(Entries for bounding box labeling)
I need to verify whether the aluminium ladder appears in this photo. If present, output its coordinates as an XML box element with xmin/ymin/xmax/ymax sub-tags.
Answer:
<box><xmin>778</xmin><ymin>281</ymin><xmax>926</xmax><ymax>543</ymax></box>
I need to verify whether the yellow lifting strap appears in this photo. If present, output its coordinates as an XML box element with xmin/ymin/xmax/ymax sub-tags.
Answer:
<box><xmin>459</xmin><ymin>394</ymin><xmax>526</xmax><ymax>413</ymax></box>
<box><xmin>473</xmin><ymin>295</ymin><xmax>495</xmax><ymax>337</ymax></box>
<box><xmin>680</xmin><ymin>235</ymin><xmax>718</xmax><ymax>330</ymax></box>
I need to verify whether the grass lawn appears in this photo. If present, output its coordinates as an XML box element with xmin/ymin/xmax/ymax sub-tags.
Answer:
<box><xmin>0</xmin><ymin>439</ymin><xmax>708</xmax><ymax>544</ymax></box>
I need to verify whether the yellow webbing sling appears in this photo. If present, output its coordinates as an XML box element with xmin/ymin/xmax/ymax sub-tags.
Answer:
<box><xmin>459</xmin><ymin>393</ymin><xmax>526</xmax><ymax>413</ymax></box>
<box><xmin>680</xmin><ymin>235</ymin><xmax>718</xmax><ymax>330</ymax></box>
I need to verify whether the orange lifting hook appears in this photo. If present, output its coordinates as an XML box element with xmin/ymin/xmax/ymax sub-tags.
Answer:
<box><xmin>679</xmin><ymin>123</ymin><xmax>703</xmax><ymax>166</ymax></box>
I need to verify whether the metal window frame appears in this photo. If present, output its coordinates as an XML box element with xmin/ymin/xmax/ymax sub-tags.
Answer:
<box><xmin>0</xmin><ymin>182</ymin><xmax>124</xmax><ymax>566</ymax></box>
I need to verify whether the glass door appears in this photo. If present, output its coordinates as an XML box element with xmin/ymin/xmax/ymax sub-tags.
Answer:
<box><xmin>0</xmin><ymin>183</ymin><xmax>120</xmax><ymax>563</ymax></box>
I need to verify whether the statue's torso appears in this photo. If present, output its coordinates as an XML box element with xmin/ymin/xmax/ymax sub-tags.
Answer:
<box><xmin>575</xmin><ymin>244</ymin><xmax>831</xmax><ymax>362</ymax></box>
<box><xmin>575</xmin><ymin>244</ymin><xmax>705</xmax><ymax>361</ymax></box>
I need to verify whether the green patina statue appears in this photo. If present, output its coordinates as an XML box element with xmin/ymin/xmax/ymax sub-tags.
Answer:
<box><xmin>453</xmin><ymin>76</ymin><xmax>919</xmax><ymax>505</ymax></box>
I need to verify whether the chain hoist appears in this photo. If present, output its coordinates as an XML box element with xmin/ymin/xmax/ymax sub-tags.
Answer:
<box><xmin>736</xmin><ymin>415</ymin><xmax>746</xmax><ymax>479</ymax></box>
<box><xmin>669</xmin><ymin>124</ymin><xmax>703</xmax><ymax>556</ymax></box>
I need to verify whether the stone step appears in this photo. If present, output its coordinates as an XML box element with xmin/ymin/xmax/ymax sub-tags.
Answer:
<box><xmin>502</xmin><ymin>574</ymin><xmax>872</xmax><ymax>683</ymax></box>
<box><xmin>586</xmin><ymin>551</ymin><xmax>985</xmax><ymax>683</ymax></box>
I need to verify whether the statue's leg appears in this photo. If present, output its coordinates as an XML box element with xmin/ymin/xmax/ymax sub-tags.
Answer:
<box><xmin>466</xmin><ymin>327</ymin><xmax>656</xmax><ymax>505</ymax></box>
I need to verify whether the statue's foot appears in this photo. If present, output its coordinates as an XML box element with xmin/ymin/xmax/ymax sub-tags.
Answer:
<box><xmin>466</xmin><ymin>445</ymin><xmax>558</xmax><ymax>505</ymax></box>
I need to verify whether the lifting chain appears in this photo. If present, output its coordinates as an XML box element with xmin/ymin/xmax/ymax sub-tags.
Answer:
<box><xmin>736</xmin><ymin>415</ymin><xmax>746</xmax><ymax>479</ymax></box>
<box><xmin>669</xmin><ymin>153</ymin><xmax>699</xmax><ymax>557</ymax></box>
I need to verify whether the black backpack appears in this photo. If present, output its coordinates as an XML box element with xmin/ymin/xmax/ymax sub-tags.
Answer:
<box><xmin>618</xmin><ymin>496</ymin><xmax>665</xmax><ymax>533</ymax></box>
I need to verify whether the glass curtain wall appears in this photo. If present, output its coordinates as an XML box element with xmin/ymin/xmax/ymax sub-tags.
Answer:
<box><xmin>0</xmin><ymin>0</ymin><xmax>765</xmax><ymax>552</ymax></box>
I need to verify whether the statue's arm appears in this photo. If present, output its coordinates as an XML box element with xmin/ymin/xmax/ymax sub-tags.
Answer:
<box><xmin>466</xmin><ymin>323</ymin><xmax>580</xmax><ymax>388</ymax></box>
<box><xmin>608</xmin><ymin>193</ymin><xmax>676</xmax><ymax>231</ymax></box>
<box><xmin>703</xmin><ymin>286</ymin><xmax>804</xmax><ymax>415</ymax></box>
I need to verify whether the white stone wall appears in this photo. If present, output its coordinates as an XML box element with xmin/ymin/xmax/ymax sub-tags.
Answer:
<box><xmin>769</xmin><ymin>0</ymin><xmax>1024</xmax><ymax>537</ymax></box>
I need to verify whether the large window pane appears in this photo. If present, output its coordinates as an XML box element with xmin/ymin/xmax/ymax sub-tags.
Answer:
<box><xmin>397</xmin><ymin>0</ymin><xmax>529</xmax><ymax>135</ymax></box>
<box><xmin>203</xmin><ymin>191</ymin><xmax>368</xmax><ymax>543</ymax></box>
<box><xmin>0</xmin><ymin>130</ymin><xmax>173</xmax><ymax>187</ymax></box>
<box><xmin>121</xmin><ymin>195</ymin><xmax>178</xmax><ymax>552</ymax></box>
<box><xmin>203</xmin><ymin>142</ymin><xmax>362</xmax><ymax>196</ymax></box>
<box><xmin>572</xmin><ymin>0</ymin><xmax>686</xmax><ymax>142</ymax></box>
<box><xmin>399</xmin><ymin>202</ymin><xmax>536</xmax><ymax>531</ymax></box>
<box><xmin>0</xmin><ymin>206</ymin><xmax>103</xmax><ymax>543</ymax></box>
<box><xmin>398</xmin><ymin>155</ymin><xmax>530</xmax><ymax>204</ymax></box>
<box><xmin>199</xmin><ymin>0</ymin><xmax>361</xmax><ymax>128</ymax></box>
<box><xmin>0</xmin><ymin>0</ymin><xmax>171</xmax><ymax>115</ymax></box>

== Brief ==
Return every line of the records above that contains the word "lifting".

== Solved exercise ==
I need to verify whether the yellow lifting strap appears in this photo. If present, output its coordinates as an XML box element with xmin/ymin/xmax/ymax sub-tags.
I need to verify whether the orange lifting hook appears in this photo. If present, output its coordinates as an XML box element with xmin/ymin/xmax/ymax sub-tags.
I need to verify whether the lifting chain appears in this photo. If present, output its coordinates as an XML box element with xmin/ymin/xmax/ymax sub-tags.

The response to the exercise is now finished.